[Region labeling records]
## BEGIN
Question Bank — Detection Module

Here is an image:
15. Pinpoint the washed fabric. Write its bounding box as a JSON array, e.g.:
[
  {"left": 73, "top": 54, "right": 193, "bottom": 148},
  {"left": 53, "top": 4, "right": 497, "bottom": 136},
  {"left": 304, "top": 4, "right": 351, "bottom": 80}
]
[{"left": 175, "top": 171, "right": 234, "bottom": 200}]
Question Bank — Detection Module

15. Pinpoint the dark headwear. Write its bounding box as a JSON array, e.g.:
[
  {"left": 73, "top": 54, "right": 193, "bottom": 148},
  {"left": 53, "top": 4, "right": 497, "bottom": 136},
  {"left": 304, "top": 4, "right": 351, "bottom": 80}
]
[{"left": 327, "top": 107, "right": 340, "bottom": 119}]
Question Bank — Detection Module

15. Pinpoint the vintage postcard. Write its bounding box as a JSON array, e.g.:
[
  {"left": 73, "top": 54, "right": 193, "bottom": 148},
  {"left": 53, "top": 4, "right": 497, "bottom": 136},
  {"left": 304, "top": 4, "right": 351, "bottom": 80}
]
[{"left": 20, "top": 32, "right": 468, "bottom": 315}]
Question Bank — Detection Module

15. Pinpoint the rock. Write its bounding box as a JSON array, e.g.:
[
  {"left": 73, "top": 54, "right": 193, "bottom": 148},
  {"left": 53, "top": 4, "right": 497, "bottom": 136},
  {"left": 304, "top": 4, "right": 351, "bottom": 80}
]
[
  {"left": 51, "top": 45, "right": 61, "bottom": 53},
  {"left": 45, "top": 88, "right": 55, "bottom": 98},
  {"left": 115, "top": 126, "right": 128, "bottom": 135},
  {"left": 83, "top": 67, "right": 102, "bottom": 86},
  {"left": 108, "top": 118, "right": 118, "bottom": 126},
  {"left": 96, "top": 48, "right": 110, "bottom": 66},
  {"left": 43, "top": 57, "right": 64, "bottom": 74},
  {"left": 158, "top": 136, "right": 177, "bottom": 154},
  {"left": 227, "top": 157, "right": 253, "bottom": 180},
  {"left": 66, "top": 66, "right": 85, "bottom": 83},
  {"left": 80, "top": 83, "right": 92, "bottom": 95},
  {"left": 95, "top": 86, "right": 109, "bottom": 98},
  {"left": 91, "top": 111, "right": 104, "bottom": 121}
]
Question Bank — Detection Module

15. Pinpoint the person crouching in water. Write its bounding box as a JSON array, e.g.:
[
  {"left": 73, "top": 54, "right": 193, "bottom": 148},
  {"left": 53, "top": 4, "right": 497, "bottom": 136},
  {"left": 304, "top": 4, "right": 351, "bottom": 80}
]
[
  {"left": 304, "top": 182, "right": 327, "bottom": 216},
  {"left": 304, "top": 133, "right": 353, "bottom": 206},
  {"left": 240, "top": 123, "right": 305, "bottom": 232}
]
## END
▶ **What the task requires**: Filter the items above, copying out each line that contains the word "bounding".

▶ **Task output**:
15. Pinpoint the washed fabric. Write its bounding box as a JSON array, e.g.:
15. Pinpoint the dark headwear. Write its bounding box as a JSON array, e.g.:
15. Pinpoint the vintage postcard. Write its bounding box as a JSON array, e.g.:
15. Pinpoint the rock. Write its bounding box as a JSON array, e.g.:
15. Pinpoint the person crouching in water. Write its bounding box as a JSON array, e.g.:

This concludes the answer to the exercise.